BEGIN

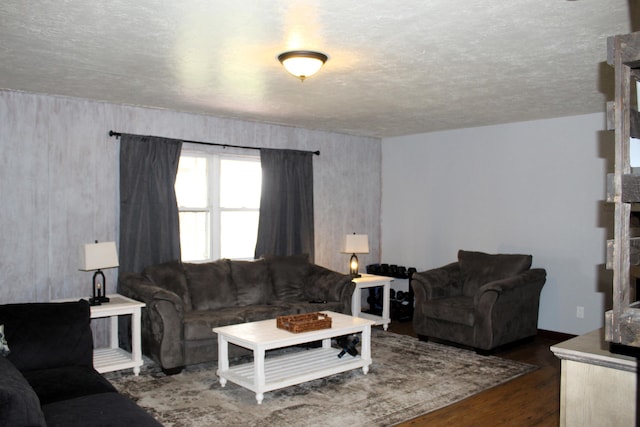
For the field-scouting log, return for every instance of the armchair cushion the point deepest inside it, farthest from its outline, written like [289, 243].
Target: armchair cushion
[210, 285]
[19, 404]
[454, 309]
[479, 268]
[288, 274]
[44, 335]
[172, 277]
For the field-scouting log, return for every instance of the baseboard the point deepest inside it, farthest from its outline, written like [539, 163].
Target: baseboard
[553, 335]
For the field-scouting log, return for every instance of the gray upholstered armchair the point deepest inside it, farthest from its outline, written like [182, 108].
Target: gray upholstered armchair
[482, 301]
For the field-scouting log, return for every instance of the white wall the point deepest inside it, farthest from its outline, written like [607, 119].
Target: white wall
[59, 184]
[533, 187]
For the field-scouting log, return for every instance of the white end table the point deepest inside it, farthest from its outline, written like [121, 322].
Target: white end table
[114, 358]
[372, 281]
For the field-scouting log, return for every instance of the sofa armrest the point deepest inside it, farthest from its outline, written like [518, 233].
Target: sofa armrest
[138, 287]
[162, 334]
[329, 285]
[19, 404]
[439, 282]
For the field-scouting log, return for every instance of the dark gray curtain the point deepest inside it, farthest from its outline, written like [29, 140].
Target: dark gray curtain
[149, 222]
[286, 205]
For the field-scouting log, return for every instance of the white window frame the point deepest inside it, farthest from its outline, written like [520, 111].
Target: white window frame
[213, 207]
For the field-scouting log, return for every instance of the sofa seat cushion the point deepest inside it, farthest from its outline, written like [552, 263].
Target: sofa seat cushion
[454, 309]
[19, 404]
[252, 281]
[210, 285]
[478, 268]
[98, 410]
[170, 276]
[46, 335]
[52, 385]
[288, 274]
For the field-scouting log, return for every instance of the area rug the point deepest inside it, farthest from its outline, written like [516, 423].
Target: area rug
[407, 378]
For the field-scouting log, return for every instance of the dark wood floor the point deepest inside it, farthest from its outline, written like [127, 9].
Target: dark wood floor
[530, 400]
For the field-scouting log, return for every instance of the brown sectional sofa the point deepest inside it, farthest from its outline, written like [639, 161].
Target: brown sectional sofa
[185, 301]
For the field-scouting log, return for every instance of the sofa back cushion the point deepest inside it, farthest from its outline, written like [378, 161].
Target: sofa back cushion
[48, 335]
[252, 281]
[19, 404]
[210, 285]
[170, 276]
[288, 275]
[479, 268]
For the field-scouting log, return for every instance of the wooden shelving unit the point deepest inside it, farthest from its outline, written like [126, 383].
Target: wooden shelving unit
[622, 323]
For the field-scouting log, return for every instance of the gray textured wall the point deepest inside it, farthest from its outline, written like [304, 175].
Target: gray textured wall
[59, 184]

END

What to produce: Copy out exactly the lines between the line with "Target: sofa back cushion" and the last line of the entries, counting both of those lines.

Solution to this problem:
Target: sofa back cushion
[48, 335]
[252, 281]
[19, 404]
[210, 285]
[170, 276]
[288, 275]
[479, 268]
For the field-scouting log, return for every instance of the wooden shelving unit the point deepest inside it, farthest from its outline, written like [126, 383].
Target: wooden shelving unit
[622, 323]
For the field-scouting log, return for every instance of the gray textured wall the point deepest inside it, farthest from its outline, written like [304, 175].
Target: gray textured wall
[59, 184]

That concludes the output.